What the exercise asks. Could you show each line of the records that contains the word "dirt"?

Material for this task.
+---+

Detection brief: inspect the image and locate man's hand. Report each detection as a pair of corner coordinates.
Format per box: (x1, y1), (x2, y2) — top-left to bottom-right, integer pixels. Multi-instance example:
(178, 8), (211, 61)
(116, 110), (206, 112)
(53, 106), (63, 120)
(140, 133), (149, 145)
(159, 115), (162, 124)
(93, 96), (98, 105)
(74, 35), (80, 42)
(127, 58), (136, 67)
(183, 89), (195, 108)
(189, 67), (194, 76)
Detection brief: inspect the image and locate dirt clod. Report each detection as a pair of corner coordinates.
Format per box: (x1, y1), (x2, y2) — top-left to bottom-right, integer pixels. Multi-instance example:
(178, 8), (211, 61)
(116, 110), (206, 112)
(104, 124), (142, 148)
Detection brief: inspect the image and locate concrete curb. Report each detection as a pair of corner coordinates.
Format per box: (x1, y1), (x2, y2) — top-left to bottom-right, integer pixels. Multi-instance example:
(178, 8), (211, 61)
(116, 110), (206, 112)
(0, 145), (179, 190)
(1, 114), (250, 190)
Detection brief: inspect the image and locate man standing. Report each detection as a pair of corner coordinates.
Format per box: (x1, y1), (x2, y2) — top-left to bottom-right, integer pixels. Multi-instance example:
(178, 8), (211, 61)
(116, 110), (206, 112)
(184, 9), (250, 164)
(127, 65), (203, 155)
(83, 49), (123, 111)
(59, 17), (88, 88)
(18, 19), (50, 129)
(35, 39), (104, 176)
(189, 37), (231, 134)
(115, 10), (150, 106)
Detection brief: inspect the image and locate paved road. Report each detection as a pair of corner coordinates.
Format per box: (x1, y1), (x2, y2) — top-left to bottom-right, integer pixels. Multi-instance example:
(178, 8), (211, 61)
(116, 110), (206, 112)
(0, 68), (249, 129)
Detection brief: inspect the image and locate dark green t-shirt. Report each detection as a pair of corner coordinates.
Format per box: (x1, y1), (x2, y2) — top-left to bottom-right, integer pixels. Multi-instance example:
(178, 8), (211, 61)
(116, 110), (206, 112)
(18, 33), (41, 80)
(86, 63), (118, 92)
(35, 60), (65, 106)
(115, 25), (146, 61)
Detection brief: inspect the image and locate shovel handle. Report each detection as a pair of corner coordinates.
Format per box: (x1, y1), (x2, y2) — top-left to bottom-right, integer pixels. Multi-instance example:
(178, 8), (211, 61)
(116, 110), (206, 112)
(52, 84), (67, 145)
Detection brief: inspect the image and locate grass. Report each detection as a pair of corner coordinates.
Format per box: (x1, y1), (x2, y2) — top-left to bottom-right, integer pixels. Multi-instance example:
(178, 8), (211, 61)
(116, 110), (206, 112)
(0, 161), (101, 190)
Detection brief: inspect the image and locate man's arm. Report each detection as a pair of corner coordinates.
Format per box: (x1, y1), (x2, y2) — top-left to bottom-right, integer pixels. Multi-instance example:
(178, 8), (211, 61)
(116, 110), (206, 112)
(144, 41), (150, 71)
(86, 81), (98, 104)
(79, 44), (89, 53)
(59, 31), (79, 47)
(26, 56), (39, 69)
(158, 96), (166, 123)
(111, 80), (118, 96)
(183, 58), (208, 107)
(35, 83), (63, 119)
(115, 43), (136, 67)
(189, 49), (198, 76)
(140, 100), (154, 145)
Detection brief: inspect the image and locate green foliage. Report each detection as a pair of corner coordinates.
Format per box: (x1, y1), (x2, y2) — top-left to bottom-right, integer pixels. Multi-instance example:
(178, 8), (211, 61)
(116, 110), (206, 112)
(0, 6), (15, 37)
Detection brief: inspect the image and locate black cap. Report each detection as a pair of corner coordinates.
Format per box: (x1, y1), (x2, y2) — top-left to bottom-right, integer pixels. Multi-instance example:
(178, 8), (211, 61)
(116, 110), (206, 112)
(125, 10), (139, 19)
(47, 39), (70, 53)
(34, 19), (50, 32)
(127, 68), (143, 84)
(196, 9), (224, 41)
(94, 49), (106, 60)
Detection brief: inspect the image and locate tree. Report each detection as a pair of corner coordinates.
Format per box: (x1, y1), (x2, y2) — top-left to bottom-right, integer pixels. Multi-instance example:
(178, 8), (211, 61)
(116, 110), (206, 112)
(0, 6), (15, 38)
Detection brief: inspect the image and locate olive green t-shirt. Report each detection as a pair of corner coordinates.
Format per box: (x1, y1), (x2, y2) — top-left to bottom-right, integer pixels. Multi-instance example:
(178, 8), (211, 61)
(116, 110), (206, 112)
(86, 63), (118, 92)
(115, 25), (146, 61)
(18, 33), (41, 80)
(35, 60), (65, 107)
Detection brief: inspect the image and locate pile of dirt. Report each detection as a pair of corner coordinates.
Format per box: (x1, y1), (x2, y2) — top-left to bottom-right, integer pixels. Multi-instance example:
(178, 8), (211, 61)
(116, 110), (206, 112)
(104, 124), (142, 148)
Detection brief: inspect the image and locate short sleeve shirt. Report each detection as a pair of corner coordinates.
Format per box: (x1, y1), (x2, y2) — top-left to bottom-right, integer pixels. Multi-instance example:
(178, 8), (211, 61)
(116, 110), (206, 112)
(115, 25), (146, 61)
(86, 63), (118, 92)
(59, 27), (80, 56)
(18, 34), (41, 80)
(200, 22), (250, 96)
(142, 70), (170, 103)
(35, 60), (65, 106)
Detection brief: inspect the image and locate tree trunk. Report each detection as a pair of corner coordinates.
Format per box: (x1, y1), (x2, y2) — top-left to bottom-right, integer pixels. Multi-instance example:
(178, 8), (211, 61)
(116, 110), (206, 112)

+---+

Answer to the exercise.
Detection brief: inspect the image and locate dirt clod. Report each detection as a pair of corner coordinates.
Detection brief: inspect the image and locate pile of dirt. Report each detection as a pair of corner coordinates.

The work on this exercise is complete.